* PROMPT *
Copy the material from the line containing "the man's shoulder" down to the line containing "column 171, row 51", substituting "cloudy sky" for "overcast sky" and changing nothing else.

------------------------------

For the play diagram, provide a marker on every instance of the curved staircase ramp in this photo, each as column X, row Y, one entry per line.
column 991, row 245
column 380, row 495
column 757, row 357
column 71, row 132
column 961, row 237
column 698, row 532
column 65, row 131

------------------------------

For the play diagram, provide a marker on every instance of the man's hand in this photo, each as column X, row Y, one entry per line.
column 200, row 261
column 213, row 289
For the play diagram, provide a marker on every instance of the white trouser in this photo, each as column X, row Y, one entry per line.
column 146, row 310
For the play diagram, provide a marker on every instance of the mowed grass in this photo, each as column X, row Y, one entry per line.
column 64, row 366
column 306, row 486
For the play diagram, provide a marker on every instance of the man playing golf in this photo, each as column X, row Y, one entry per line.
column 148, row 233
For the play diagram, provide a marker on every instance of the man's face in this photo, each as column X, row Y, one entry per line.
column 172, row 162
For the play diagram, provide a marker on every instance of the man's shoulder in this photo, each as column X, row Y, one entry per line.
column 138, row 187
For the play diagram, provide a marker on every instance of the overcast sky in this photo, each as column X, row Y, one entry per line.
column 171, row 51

------------------------------

* ANSWER TO THIS TASK *
For the play diagram, provide a marker on every instance of the man's shoulder in this photo, each as column X, row Y, one entry per line.
column 138, row 187
For the play diagram, provide a marker on every instance of the cloudy sky in this photo, each as column X, row Y, one entry per line.
column 171, row 51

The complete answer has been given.